▸ **EXERCISE GOAL**
Give only the lines from the one containing "positive clicks: (559, 307) (554, 316)" through the end of the material below, exactly as written.

- Opening Delimiter -

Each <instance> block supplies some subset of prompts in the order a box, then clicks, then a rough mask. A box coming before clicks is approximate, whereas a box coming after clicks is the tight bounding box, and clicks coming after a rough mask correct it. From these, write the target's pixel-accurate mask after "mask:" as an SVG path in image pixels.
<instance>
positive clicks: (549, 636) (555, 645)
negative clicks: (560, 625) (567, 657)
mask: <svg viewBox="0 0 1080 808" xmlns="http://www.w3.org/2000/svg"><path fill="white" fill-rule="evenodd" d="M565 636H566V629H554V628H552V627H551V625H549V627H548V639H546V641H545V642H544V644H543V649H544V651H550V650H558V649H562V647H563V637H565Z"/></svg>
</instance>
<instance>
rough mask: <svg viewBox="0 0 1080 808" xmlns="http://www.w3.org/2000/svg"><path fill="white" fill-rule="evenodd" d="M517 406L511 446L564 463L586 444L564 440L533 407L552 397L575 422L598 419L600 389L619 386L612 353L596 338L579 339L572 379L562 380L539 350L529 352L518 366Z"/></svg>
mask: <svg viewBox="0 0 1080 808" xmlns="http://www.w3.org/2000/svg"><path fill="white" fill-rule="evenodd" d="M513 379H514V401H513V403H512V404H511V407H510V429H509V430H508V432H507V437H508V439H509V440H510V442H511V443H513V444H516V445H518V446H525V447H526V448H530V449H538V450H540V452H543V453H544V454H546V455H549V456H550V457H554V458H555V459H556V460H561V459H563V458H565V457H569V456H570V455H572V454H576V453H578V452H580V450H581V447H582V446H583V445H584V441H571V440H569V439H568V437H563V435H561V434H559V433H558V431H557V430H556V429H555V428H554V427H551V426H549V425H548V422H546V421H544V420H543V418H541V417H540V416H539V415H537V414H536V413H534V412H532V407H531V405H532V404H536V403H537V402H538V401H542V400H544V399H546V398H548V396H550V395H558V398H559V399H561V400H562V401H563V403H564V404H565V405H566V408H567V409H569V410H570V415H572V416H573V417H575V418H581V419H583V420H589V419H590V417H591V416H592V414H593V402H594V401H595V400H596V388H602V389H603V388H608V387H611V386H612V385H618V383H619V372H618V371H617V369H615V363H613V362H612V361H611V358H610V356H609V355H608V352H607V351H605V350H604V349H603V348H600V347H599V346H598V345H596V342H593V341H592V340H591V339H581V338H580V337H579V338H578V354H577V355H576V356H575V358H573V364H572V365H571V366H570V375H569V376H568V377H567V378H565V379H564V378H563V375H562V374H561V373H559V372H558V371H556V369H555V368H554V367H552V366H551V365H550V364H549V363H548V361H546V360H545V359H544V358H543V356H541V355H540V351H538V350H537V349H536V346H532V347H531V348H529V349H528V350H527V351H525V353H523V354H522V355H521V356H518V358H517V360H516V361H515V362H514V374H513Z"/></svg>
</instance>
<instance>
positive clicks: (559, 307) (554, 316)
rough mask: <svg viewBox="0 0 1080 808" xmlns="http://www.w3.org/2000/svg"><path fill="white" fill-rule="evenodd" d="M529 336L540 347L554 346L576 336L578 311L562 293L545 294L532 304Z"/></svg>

- Closing Delimiter -

▸ **FINAL ANSWER**
positive clicks: (559, 307) (554, 316)
rough mask: <svg viewBox="0 0 1080 808" xmlns="http://www.w3.org/2000/svg"><path fill="white" fill-rule="evenodd" d="M529 336L540 347L554 346L576 336L578 311L562 293L545 294L532 304Z"/></svg>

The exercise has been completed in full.